Selected extract —

The court will combine the two lists of names into one in alphabetical order, ensuring that a reader would be unable to distinguish between Crown and defence witnesses.
The names on the combined list will be numbered consecutively.
Two copies of the combined list would be made, one for the prospective jurors to read, and one for the trial judge. A prospective juror here is a jury panel member whose number has been called.
Each prospective juror will be asked to read the list silently to himself or herself.
The prospective juror would be asked if he or she knows anyone on the list, yes or no.
i. If no, there is no conflict identified.
ii. If yes, the prospective juror would then be asked if he or she could decide the case impartially without bias, yes or no.
iii. If yes, the selection process continues for that person.
iv. If no, that prospective juror would be excused.
The list of defence witnesses provided to the court and the combined list used in jury selection would be made an exhibit and, after the jury selection is complete, be sealed until further order of the court.
[22] The Crown raised several concerns with the procedure proposed by the defence. Firstly, it would require that the trial judge converse with prospective jurors that identify conflicts with the witnesses without the Crown, defence counsel and the accused hearing those discussions.
[23] I acknowledge that it has been held that conversations between the trial judge and prospective jurors during the impaneling process are part of the trial during which the accused has a right to be present pursuant to Criminal Code s. 650. (R. v. Kakegamaic 2010 ONCA 903, [2010] O.J. No. 5671, ONCA). The proposed procedure does not exclude the accused from those conversations. They would be in open court, on the record, with the accused present.

Given information —
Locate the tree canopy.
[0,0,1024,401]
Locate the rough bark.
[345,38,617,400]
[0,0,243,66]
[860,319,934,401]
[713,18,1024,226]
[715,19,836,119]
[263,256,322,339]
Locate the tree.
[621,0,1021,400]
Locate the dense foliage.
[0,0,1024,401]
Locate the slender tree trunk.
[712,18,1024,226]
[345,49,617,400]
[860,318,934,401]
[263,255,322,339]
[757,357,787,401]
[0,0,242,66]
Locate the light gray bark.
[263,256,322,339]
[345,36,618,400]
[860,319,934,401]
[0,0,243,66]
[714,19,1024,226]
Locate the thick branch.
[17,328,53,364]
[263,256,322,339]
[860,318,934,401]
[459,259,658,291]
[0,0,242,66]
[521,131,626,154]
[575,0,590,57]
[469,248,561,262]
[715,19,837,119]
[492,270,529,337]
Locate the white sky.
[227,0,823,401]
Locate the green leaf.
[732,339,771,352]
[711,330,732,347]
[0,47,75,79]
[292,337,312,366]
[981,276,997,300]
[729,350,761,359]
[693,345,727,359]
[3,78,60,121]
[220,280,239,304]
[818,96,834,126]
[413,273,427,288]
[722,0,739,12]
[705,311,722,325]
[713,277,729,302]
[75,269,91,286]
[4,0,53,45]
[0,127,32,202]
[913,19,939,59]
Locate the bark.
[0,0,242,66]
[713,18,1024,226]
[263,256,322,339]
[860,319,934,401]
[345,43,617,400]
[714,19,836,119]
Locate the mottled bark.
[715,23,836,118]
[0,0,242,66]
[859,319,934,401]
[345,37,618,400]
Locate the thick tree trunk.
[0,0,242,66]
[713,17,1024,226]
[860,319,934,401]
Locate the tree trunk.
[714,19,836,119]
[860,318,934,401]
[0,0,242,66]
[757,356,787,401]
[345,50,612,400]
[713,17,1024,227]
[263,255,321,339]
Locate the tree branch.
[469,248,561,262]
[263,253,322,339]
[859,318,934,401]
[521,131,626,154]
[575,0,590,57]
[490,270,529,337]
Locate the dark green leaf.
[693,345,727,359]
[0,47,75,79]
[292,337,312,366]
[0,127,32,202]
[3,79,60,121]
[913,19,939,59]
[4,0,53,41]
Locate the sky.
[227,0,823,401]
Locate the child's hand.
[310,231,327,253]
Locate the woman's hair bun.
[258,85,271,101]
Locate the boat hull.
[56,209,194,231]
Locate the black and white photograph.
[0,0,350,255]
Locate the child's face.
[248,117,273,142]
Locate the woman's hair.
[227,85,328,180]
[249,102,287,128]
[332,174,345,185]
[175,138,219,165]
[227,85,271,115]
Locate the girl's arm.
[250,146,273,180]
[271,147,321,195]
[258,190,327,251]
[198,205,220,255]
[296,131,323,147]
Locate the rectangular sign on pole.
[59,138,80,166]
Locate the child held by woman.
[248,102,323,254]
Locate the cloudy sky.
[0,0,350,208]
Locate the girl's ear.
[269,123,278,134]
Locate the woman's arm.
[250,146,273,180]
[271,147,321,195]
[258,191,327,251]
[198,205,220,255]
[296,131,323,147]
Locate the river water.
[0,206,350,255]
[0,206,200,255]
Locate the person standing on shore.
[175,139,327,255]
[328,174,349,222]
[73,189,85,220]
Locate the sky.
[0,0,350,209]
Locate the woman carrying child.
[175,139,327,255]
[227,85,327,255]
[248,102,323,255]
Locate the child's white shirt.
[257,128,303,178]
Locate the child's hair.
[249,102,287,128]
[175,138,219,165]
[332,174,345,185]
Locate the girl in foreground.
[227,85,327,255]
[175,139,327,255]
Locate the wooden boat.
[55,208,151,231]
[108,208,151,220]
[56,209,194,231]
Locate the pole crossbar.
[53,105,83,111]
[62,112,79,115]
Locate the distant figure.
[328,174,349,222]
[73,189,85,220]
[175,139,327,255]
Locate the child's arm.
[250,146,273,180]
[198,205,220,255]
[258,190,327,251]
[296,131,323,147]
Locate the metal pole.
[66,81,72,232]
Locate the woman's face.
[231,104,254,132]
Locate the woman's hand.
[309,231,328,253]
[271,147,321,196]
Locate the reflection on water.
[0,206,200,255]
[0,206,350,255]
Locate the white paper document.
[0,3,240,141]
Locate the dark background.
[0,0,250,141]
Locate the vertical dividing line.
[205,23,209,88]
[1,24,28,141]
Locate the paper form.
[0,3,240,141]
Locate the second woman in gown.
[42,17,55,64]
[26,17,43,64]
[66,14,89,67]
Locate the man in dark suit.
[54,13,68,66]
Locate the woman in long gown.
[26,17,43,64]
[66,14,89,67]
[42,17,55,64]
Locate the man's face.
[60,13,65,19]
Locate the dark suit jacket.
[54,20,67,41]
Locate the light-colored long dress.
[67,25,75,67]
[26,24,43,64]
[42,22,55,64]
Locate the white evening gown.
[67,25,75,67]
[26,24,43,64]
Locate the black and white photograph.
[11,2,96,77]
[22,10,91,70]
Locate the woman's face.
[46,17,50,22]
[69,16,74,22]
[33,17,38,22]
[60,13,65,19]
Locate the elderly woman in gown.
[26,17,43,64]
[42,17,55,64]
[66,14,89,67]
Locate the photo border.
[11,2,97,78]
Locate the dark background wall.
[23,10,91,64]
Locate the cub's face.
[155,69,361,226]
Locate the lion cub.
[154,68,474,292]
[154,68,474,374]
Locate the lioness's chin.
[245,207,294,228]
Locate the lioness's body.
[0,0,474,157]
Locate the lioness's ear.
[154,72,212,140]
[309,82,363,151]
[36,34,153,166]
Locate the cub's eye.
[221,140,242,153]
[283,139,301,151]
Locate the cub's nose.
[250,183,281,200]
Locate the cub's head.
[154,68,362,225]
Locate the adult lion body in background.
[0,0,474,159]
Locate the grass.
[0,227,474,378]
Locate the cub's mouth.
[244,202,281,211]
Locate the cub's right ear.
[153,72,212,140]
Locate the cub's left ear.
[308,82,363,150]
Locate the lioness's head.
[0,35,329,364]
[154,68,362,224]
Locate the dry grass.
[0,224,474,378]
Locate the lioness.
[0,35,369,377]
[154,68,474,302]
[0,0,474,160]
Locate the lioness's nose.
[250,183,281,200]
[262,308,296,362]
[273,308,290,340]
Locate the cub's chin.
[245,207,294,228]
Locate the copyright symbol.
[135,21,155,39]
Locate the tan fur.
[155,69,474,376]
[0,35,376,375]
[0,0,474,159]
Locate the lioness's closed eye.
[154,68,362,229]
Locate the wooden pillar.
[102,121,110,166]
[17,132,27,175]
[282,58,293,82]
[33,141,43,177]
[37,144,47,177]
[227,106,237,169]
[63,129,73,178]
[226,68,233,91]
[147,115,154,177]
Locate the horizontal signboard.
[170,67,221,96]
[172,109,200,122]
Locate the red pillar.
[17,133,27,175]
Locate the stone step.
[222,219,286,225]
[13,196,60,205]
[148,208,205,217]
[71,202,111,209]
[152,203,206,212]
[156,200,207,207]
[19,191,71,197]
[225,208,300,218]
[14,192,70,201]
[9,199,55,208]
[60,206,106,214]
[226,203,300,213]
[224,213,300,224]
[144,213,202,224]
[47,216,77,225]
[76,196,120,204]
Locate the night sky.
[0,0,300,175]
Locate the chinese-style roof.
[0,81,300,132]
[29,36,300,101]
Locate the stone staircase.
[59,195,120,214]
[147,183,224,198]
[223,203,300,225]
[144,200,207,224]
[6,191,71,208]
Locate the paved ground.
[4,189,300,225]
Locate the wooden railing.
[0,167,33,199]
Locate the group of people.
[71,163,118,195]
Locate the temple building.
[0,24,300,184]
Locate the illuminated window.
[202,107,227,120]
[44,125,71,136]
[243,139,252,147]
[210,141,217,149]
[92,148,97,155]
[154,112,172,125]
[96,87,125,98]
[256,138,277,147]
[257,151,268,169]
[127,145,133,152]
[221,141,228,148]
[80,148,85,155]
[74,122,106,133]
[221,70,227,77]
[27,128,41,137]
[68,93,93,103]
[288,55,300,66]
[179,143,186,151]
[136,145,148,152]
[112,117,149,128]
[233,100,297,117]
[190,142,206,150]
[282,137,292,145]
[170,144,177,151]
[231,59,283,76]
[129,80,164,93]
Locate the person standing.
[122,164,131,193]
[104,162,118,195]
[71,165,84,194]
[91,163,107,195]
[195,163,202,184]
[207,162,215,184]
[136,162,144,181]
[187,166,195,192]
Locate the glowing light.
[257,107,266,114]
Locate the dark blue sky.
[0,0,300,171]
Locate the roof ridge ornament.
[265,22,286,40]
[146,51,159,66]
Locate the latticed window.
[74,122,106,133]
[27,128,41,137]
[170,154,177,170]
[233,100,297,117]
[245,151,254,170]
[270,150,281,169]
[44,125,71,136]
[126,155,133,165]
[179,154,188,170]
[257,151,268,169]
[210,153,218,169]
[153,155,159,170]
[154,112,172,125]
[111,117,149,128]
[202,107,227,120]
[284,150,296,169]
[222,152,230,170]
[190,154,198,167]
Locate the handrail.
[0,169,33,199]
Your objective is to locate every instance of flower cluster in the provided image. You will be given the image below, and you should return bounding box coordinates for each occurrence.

Tasks and exercises —
**a)** In the jury selection passage, what happens to a prospective juror who knows someone on the list and says they cannot decide the case impartially?
**b)** Carry the jury selection passage forward from its last sentence.
The records have nothing to do with the jury selection passage.

Answers for the exercise —
**a)** That prospective juror would be excused.

**b)**
[24] The Crown continued that using the proposed process would mean that the Crown, the defence and the accused would not be present in a meaningful way because only the prospective juror and the trial judge would know the identity of the witness in question. The Crown took the position that it, like the accused, had the right to be present because the jury selection process involved the vital interests not only of the accused, but also of the community that the Crown represented. The accused might waive his right to be present for this process, but the Crown would not waive its right, if indeed it had one. No law on point was proffered. The defence argued that the speculative conflicts that the Crown based its position on were not sufficient reason to trench upon the accused’s Charter rights.
[25] I am not persuaded by the argument of the Crown on this point. I do not accept the Crown’s criticism of the proposed procedure given that, in my opinion, the procedure already involves a concession by the defence that it was not required to make.
[26] Secondly, the Crown submitted that it and the police, not knowing who the defence has listed, would not be in a position to point out any potential conflicts that the prospective jurors do not bring to the attention of the court, arguing that, especially in a jurisdiction like this one, the District of Manitoulin, with a small population, conflicts are inevitable and it is also inevitable that a prospective juror would want to withhold sensitive personal information about the nature of the conflict from the persons in the body of the court.
[27] This argument was apparently raised in R. v. Debassige, and dealt with by Del Frate J as follows:
We also have to rely on the premise that jurors will follow the direct instructions and directions given by the trial judge. As (the Crown) says, how do we know? We never really do, but we have to go on the premise that they do.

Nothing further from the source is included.